> **What you need to do**:
1. Answer these questions about the Jennifer DiNoia biography:
(a) How old was DiNoia when she joined the national tour of The King and I?
(b) Which production gave her her first professional credit?
(c) On what date did the Chicago company of Wicked close?
2. Reproduce the Jennifer DiNoia biography word for word, starting with "- Born: Jennifer" and going on through "around the world.".

- Born: Jennifer DiNoia February 23, 1982 (age 43) Meriden, Connecticut
- Education: Francis T. Maloney High School Point Park University
- Occupations: Actress, Singer, Dancer
- Known for: Playing Elphaba in Wicked since 2007
- Children: 1

= Jennifer DiNoia =

American singer and actress (born 1982)

Jennifer "Jenny" DiNoia (born February 23, 1982) is an American singer and stage actress. She is best known for her work in musical theatre, especially Wicked, playing the lead role of Elphaba in various productions around the world.

==Career==

===Early life and training===
Jennifer DiNoia was born (and raised) in Meriden, Connecticut, on February 23, 1982. She began dancing at the age of 3, and at 6 years old, took part in a national tour of Rodgers and Hammerstein's The King and I. She continued to dance and sing through her youth, and eventually began attending Point Park University in Pittsburgh, majoring in dance. After taking a summer internship at the Broadway Dance Center, DiNoia opted to move to New York City in search of stage work, primarily as a dancer.

===Personal life===
Jennifer has a daughter named Joules Simeone Stassi. Joules was born on November 10, 2015, through caesarean section.

===Stage work===
DiNoia's first professional credit came when she was cast on the U.S. national tour of Mamma Mia!. She appeared in the ensemble, as well as providing cover for the role of Ali. In 2003, while on the Mamma Mia tour, DiNoia was inspired after hearing "Defying Gravity", the signature song from the recently released musical Wicked, and took her first professional singing lessons. In the Summer of 2004, DiNoia joined the Las Vegas production of We Will Rock You, appearing as part of the original American cast in the ensemble and later as understudy for the lead role Scaramouche.

==Wicked==
After leaving We Will Rock You, DiNoia auditioned for Wicked, and was cast in the Chicago production, initially as a swing. She learned all nine dance parts and became emergency cover for the lead role of Elphaba. She officially became the standby for Elphaba in October 2007, providing cover for Dee Roscioli and then Lisa Brescia. DiNoia remained with the Chicago company until it closed on January 25, 2009, after at least 1,500 performances.

Following the closure, DiNoia transferred to the Broadway production of Wicked, taking over the role of Elphaba standby from Julie Reiber. In the November of the same year, DiNoia travelled to Sydney, Australia to provide emergency standby for Elphaba for one month, departing in December 2009. DiNoia returned to the Broadway company, and remained the Elphaba standby until August 2011, when she was replaced by Donna Vivino.

> **Data provided**:

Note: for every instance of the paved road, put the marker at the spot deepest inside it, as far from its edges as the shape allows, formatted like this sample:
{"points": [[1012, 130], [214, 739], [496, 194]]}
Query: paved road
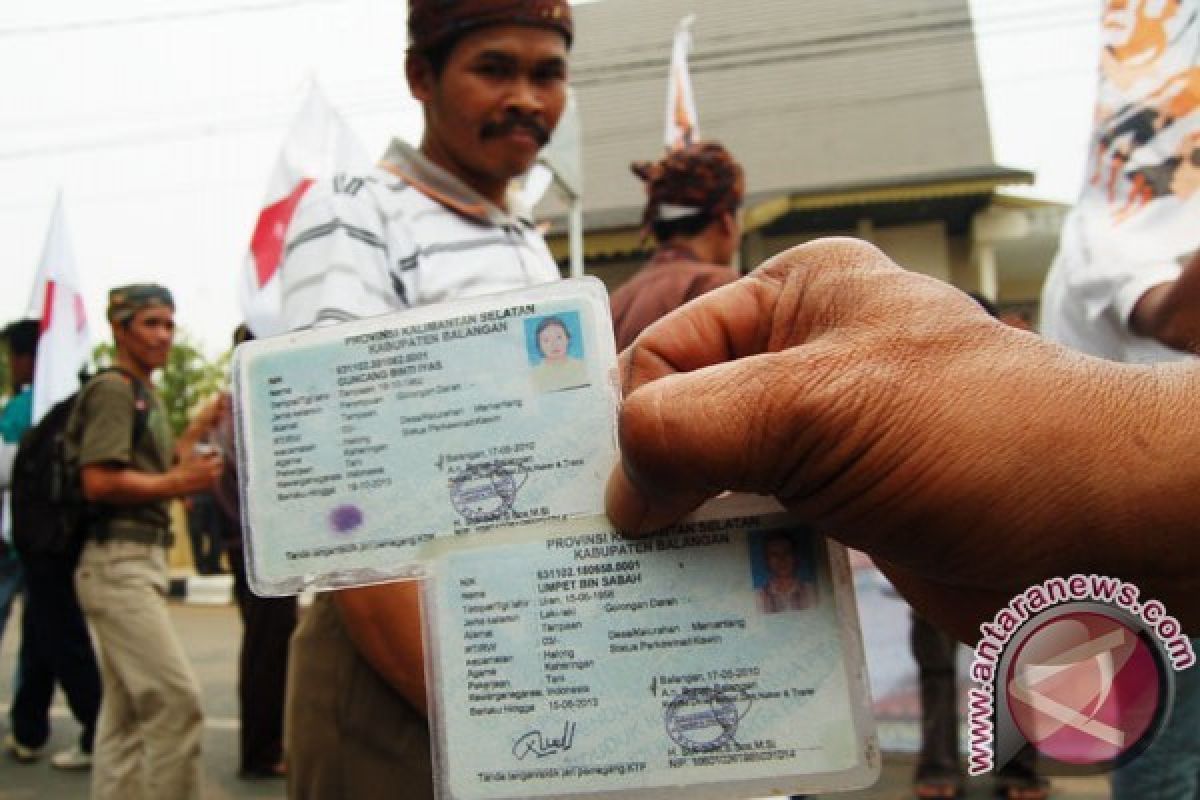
{"points": [[211, 637]]}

> **Exercise solutions**:
1.
(a) She was 6 years old.
(b) The U.S. national tour of Mamma Mia!
(c) January 25, 2009.

2.
- Born: Jennifer DiNoia February 23, 1982 (age 43) Meriden, Connecticut
- Education: Francis T. Maloney High School Point Park University
- Occupations: Actress, Singer, Dancer
- Known for: Playing Elphaba in Wicked since 2007
- Children: 1

= Jennifer DiNoia =

American singer and actress (born 1982)

Jennifer "Jenny" DiNoia (born February 23, 1982) is an American singer and stage actress. She is best known for her work in musical theatre, especially Wicked, playing the lead role of Elphaba in various productions around the world.